**TAREFA**
Transcreva integralmente o trecho abaixo, sobre a rotina do Breno durante o isolamento, sem alterar nenhuma palavra.

Uma das professoras que cuidava dele no Maternal II e no Nível I entrou nesse esquema de suspensão. Fiz as contas, refiz e coloquei na balança se valia o investimento. A escola deu um desconto e eu tive 25% do meu salário reduzido por três meses. Optei por chamá-la. Tomando todos os cuidados de isolamento, ela só poderia vir de táxi, trocava de roupa ao chegar, lavava as mãos e usava máscara o tempo todo. O maior foco da proteção era meus pais. Até perto do Breno, ela ficava de máscara.

Thainá e eu criamos uma rotina para o Breno na casa dos meus pais, que é bem maior que meu apartamento, com quintal, quartos livres e os avós para distraí-lo. Eu sei que a ordem era se manter longe dos idosos, ainda mais minha mãe que é hipertensa, mas o jeito foi me isolar com eles. No começo, minha mãe ficou com muito medo, mas a professora também estava isolada entre a casa dela e a dos meus pais. Foi o risco que tive que correr.

**DADOS**
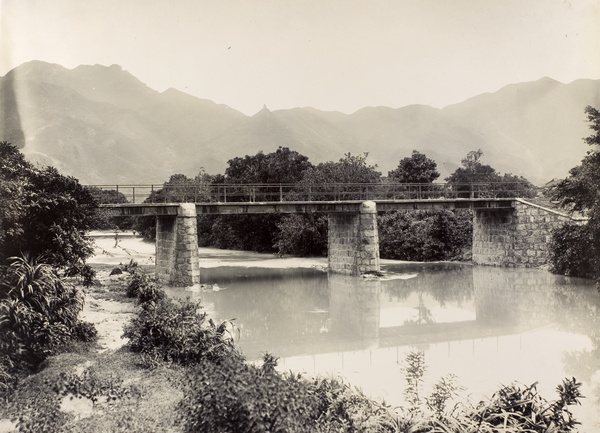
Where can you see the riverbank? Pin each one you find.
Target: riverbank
(113, 366)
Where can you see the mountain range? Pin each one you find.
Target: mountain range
(104, 126)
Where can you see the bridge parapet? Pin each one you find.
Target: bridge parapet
(306, 192)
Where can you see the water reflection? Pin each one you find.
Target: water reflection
(487, 325)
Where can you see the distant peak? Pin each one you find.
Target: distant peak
(263, 112)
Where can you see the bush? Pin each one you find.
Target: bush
(570, 249)
(38, 312)
(136, 283)
(302, 235)
(237, 397)
(175, 331)
(234, 397)
(425, 235)
(42, 212)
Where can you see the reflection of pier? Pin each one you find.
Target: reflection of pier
(505, 304)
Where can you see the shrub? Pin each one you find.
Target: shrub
(234, 397)
(425, 235)
(42, 211)
(302, 235)
(136, 283)
(175, 331)
(38, 312)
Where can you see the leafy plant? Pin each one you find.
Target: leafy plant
(38, 311)
(43, 212)
(175, 331)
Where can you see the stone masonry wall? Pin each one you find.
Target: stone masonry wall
(514, 237)
(177, 247)
(353, 241)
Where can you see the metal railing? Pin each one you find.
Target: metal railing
(241, 193)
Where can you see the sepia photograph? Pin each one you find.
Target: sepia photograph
(300, 216)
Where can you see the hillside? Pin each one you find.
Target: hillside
(102, 125)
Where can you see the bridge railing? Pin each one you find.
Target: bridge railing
(240, 193)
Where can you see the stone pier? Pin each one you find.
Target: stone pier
(353, 241)
(514, 237)
(177, 247)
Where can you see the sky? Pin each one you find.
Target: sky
(334, 55)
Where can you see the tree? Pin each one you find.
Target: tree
(333, 180)
(473, 171)
(43, 212)
(103, 220)
(477, 179)
(282, 166)
(580, 192)
(415, 169)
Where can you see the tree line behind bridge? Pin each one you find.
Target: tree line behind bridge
(286, 175)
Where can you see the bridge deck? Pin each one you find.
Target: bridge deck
(344, 206)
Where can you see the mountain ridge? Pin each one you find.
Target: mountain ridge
(103, 125)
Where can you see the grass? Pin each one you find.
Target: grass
(85, 390)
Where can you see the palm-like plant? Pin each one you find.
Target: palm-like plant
(38, 310)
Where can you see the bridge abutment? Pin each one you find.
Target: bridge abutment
(514, 237)
(353, 241)
(177, 247)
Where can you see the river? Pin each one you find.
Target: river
(489, 326)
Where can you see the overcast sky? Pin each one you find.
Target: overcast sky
(328, 54)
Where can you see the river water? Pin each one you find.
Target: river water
(489, 326)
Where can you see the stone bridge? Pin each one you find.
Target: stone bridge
(506, 231)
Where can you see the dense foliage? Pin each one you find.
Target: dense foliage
(38, 315)
(415, 169)
(575, 250)
(42, 212)
(174, 331)
(425, 235)
(466, 179)
(102, 218)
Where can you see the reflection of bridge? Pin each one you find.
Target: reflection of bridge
(504, 304)
(507, 230)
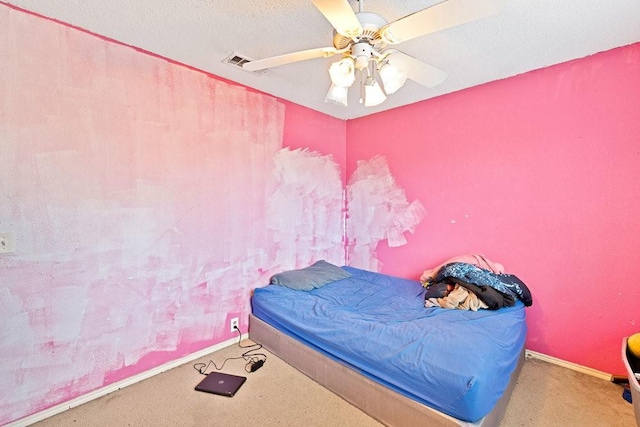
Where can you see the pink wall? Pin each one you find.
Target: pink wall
(540, 172)
(147, 200)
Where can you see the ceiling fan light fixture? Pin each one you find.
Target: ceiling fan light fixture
(342, 72)
(392, 78)
(337, 95)
(373, 94)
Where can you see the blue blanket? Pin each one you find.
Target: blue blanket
(456, 361)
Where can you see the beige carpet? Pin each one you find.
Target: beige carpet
(278, 395)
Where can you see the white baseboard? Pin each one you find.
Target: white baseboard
(569, 365)
(54, 410)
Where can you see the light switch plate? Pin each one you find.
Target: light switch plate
(6, 243)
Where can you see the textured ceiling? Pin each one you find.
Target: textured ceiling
(527, 35)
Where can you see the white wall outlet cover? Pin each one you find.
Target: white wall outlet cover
(6, 243)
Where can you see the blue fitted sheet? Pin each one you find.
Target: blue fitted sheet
(456, 361)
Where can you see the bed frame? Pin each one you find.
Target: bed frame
(383, 404)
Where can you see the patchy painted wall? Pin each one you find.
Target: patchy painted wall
(146, 199)
(540, 172)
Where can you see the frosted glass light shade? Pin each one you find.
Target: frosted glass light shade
(342, 72)
(392, 78)
(337, 95)
(373, 94)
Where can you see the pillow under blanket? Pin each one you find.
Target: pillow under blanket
(306, 279)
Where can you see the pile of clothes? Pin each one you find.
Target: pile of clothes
(472, 282)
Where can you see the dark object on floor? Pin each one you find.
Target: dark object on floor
(632, 364)
(222, 384)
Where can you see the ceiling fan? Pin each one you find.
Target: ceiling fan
(362, 39)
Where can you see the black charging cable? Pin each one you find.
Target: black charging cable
(254, 360)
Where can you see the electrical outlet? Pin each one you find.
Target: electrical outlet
(233, 324)
(6, 243)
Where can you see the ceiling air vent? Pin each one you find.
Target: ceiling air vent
(237, 60)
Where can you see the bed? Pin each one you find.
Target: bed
(370, 339)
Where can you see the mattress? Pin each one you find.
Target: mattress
(455, 361)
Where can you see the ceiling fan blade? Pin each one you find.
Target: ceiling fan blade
(417, 70)
(303, 55)
(340, 14)
(439, 17)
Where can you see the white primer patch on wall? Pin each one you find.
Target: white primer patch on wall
(304, 214)
(378, 210)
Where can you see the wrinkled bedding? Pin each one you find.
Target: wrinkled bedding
(456, 361)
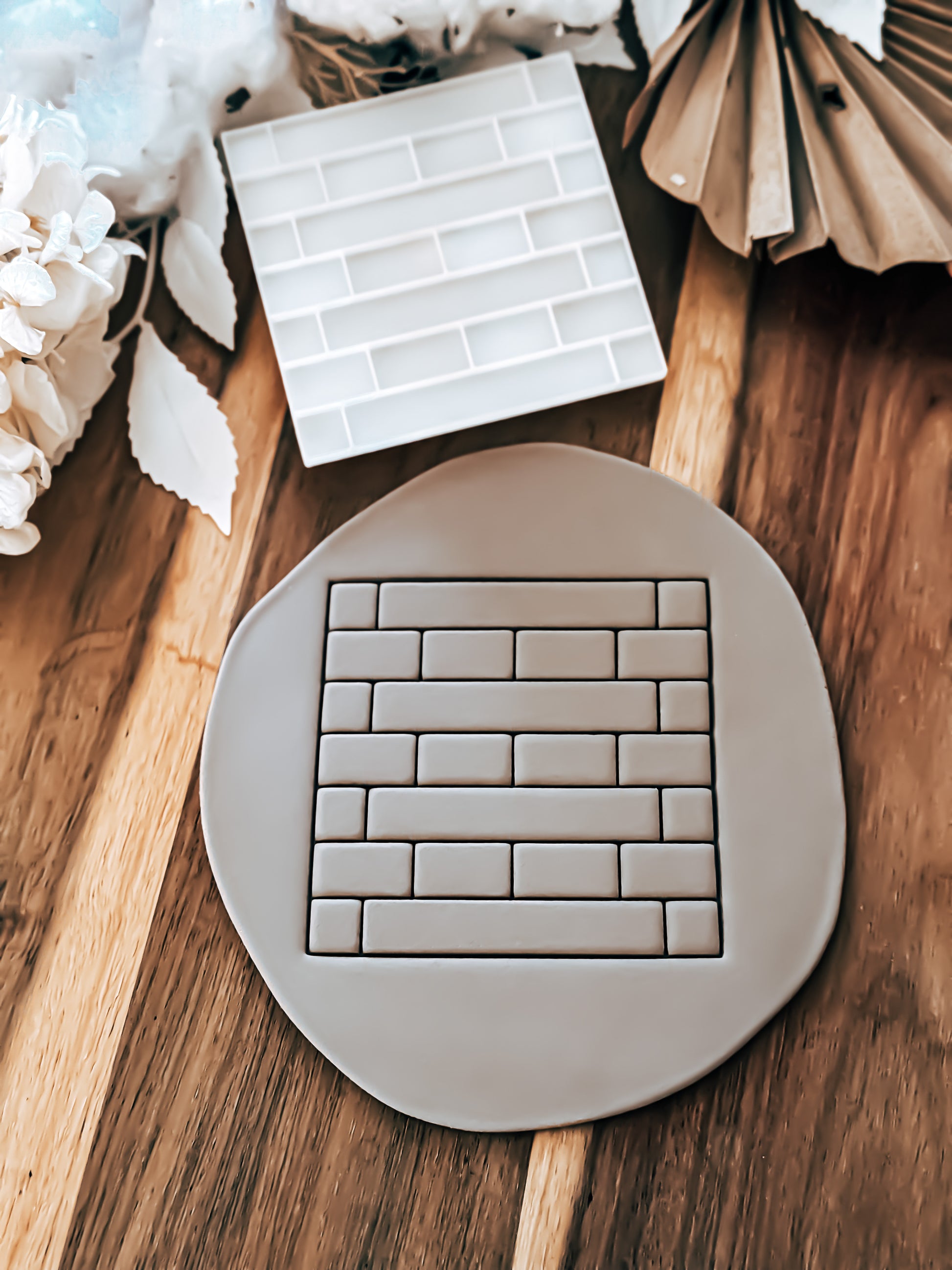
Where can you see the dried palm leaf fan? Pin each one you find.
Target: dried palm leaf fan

**RESPOSTA**
Uma das professoras que cuidava dele no Maternal II e no Nível I entrou nesse esquema de suspensão. Fiz as contas, refiz e coloquei na balança se valia o investimento. A escola deu um desconto e eu tive 25% do meu salário reduzido por três meses. Optei por chamá-la. Tomando todos os cuidados de isolamento, ela só poderia vir de táxi, trocava de roupa ao chegar, lavava as mãos e usava máscara o tempo todo. O maior foco da proteção era meus pais. Até perto do Breno, ela ficava de máscara.

Thainá e eu criamos uma rotina para o Breno na casa dos meus pais, que é bem maior que meu apartamento, com quintal, quartos livres e os avós para distraí-lo. Eu sei que a ordem era se manter longe dos idosos, ainda mais minha mãe que é hipertensa, mas o jeito foi me isolar com eles. No começo, minha mãe ficou com muito medo, mas a professora também estava isolada entre a casa dela e a dos meus pais. Foi o risco que tive que correr.